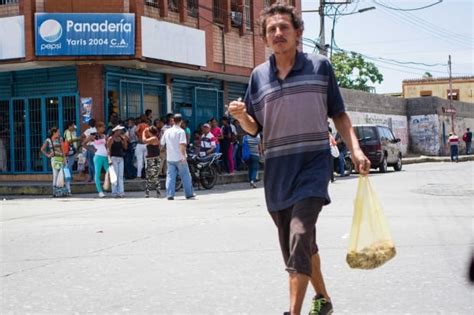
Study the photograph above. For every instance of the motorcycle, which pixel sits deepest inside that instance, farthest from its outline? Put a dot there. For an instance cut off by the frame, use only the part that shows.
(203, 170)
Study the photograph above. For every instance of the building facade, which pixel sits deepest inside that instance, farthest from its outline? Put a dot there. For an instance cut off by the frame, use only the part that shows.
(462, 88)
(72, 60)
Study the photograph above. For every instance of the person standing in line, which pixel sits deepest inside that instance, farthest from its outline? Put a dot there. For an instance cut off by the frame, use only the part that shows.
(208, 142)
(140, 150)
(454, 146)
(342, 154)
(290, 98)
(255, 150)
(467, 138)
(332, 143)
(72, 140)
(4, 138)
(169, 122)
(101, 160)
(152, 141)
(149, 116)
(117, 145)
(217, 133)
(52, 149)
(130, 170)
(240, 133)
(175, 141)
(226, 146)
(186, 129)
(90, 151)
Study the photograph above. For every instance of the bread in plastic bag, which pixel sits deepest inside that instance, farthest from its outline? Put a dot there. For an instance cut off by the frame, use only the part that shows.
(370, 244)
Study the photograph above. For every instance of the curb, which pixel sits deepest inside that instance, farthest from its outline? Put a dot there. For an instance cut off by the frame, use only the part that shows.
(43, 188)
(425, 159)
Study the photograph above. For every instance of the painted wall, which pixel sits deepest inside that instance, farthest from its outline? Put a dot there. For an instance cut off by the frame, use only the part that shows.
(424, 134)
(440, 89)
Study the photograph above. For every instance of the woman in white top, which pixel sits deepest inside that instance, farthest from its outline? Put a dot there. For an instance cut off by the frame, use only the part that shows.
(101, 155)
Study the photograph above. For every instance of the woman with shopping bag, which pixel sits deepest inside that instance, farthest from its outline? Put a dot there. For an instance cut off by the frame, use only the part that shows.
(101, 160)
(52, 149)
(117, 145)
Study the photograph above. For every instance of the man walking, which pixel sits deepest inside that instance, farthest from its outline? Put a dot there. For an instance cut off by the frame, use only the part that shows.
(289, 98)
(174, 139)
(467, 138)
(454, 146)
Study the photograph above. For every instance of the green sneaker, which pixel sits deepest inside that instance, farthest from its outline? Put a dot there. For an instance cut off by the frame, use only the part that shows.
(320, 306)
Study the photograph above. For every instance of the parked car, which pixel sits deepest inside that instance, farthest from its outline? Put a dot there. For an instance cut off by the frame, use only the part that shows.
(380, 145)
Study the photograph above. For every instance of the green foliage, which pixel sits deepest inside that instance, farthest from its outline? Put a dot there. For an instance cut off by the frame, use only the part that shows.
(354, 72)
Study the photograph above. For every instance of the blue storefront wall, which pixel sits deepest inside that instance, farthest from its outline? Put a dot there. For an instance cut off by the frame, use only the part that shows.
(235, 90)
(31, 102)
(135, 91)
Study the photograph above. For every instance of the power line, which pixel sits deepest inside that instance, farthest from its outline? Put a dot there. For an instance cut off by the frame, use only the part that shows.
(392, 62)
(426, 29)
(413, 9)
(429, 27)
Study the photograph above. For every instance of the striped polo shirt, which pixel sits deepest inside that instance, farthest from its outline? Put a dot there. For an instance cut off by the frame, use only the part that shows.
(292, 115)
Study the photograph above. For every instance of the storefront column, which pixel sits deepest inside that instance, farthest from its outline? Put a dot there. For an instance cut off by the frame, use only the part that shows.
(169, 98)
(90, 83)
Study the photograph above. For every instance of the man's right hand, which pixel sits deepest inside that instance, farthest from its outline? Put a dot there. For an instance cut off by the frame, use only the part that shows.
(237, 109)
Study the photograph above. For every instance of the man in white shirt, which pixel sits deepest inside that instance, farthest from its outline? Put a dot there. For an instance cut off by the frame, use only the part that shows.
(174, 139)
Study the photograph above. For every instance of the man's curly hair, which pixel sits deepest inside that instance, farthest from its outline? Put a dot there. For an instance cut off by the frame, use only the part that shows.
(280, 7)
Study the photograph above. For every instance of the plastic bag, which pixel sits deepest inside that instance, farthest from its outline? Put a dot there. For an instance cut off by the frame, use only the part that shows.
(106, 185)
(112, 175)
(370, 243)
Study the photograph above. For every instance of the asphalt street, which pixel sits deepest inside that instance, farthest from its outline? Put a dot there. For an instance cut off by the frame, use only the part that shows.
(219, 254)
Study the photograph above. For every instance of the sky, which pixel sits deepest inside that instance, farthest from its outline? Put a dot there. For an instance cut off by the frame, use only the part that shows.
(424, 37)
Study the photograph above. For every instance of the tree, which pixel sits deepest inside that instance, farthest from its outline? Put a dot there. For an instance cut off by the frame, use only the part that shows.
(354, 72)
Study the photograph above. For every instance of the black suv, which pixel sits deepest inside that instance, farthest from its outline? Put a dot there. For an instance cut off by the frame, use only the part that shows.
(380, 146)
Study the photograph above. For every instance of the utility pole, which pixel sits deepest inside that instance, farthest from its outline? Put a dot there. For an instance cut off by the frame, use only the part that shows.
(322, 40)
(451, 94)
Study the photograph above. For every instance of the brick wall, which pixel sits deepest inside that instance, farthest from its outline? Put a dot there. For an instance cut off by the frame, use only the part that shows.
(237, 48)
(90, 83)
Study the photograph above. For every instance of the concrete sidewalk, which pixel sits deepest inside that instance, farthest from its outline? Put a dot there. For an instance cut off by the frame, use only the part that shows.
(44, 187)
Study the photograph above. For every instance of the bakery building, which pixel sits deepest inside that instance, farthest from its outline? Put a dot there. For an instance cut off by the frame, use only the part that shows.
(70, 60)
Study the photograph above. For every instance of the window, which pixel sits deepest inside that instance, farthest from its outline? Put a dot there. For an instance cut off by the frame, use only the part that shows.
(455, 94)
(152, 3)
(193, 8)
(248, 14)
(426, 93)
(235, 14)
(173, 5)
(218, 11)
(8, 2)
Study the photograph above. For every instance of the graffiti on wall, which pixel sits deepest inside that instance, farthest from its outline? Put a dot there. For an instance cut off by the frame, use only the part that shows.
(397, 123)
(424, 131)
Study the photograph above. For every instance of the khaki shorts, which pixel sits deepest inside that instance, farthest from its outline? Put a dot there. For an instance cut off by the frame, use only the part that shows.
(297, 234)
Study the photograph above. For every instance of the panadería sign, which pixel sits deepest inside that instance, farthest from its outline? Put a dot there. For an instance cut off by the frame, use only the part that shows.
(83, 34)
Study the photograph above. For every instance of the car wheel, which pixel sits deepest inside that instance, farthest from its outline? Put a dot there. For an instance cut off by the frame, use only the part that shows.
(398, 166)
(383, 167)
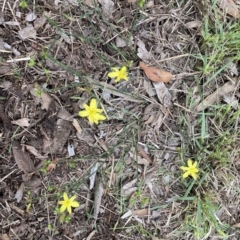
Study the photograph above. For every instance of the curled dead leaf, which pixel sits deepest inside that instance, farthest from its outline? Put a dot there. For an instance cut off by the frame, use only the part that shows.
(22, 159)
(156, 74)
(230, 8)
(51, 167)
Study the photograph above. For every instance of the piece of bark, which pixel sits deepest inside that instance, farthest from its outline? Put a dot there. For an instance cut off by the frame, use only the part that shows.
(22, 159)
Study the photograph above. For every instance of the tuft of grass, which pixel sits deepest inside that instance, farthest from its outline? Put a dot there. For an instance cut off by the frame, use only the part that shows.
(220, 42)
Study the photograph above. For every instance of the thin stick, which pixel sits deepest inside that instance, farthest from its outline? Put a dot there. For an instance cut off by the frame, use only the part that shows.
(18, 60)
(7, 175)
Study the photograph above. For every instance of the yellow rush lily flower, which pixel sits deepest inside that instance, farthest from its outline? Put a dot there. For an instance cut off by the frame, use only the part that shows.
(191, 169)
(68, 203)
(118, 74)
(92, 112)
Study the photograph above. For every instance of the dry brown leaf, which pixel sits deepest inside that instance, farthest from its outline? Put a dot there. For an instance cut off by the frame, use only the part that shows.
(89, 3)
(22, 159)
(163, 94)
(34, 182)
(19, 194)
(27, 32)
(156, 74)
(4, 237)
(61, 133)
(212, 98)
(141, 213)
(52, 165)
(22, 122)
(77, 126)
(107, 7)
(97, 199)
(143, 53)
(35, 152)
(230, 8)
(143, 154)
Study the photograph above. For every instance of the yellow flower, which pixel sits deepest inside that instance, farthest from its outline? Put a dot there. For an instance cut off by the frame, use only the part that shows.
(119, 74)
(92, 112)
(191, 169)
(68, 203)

********

Copy out the entries exactly, starting at the line that contains "the yellow rush" and running to the end of the entries.

Study the photograph above. For every instance of the yellow rush lily flower, which pixel sits deepest inside that instance, farthest from its outline? Put a dot there. For an instance cut off by the frame, use only the part that shows.
(191, 169)
(68, 203)
(118, 74)
(92, 112)
Study the photograph above. For every instance of the dry brown leaf, which pixel sits deepest inside that instance, farthest from its outline? Put a dot there. For an instance cut off by the frame, use only the part that shows.
(89, 3)
(22, 159)
(163, 94)
(34, 182)
(19, 194)
(27, 32)
(156, 74)
(4, 237)
(61, 133)
(212, 98)
(141, 213)
(52, 165)
(22, 122)
(77, 126)
(107, 7)
(97, 199)
(143, 53)
(35, 152)
(230, 8)
(143, 154)
Study the photograph above. For every instance of the yellow flower, which pixel sits deepest inside that instance, farthest from its outline? Put a dot there. For an instance cut off by the frame, use only the part that shows.
(119, 74)
(92, 112)
(191, 169)
(68, 203)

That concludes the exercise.